Which of the lines below contain the word "query"? Pull out each one and copy it in full.
[begin PROVIDED DATA]
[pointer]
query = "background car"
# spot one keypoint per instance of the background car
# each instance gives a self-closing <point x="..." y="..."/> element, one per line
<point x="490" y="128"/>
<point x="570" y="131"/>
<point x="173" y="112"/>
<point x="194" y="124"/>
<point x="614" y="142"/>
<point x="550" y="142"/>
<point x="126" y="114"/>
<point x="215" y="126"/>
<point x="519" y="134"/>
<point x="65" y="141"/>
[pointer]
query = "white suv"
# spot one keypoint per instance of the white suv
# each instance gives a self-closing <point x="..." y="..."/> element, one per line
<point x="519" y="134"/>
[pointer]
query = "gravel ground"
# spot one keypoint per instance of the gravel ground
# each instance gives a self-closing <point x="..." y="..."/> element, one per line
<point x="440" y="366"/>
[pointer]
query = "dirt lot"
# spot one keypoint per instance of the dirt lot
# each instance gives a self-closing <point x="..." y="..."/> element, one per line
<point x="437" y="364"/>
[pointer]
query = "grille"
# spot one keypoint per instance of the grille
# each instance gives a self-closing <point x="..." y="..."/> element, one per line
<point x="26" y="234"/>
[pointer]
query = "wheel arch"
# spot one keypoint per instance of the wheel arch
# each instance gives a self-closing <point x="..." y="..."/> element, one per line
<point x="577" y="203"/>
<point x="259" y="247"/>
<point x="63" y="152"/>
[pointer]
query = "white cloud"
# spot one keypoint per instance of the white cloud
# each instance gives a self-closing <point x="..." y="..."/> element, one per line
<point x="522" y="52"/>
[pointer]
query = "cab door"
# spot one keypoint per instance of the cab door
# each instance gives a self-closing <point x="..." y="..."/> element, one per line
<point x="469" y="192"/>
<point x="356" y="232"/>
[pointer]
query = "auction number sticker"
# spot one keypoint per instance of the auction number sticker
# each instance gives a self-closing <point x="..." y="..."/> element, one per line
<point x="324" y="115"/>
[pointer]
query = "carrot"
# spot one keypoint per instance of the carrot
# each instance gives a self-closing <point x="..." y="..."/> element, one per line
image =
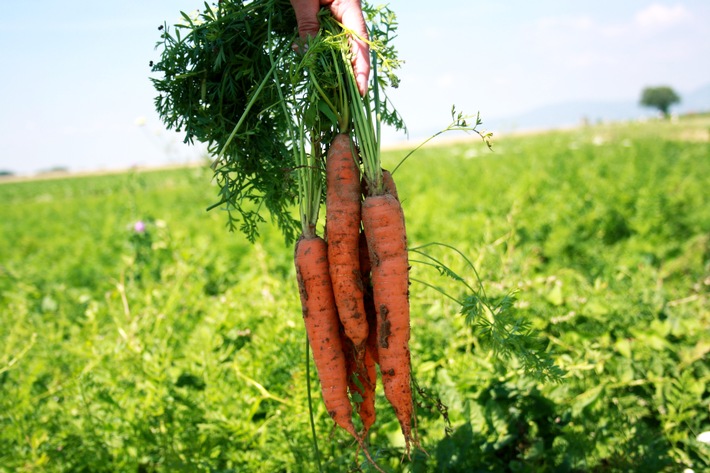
[end PROVIDED DATA]
OUTPUT BELOW =
query = "background car"
query = "white suv"
query = "gravel ground"
query = "dirt lot"
query = "grille"
query = "wheel arch"
query = "white cloud"
query = "cab door"
query = "auction number sticker"
query = "carrot"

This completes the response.